* Begin *
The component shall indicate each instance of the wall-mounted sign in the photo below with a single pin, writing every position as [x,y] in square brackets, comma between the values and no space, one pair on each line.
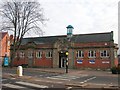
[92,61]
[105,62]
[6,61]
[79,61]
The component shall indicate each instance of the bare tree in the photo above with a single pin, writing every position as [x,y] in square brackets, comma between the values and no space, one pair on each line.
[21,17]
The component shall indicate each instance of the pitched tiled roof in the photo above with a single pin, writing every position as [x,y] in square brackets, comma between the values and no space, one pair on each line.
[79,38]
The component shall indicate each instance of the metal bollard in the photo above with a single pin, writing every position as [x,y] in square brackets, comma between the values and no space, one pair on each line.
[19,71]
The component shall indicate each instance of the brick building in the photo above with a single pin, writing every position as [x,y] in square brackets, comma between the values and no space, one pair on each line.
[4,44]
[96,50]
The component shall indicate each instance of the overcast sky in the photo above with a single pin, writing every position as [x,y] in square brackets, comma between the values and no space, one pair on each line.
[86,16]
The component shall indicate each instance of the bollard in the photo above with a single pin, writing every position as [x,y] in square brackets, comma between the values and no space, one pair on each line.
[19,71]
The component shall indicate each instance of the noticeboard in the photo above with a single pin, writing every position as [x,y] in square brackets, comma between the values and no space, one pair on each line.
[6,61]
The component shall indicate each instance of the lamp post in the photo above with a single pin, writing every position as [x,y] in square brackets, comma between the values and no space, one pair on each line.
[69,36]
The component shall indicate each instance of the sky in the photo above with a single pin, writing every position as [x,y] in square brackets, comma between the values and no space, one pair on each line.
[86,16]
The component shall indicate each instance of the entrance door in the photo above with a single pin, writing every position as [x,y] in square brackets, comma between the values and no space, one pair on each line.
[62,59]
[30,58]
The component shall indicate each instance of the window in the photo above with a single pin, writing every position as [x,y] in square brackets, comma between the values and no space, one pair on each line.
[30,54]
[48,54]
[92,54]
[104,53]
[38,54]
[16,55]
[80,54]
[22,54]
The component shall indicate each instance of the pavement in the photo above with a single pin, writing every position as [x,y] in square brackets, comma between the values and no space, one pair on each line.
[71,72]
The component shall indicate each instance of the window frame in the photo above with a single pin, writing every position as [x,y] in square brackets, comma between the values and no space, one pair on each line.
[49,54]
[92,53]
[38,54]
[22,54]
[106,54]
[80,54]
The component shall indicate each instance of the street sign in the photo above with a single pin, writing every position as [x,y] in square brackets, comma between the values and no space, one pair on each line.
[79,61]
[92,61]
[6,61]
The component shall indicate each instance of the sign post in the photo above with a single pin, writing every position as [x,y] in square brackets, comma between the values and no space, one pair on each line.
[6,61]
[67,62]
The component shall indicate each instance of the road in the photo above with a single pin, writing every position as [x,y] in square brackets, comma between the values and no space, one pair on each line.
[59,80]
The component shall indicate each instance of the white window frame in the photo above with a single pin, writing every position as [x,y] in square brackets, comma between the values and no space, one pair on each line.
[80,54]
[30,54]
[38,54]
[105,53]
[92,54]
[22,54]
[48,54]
* End *
** Exercise instructions **
Copy the material word for word, starting with the line that contains "The component shall indicate each instance of the road" and continuing through the end of the material.

** Written reply **
The component shall indicate each instance of the road in the photo above with a single pin, writing every position as [x,y] in square brackets, comma between the values and no space, one pair on each line.
[59,80]
The component shall indicate each instance of the white window frame in the photo above with a single pin, writing every position as [x,y] in square brackets, comma between the values and no space, one pair on each line.
[80,54]
[30,54]
[38,54]
[105,53]
[92,54]
[22,54]
[48,54]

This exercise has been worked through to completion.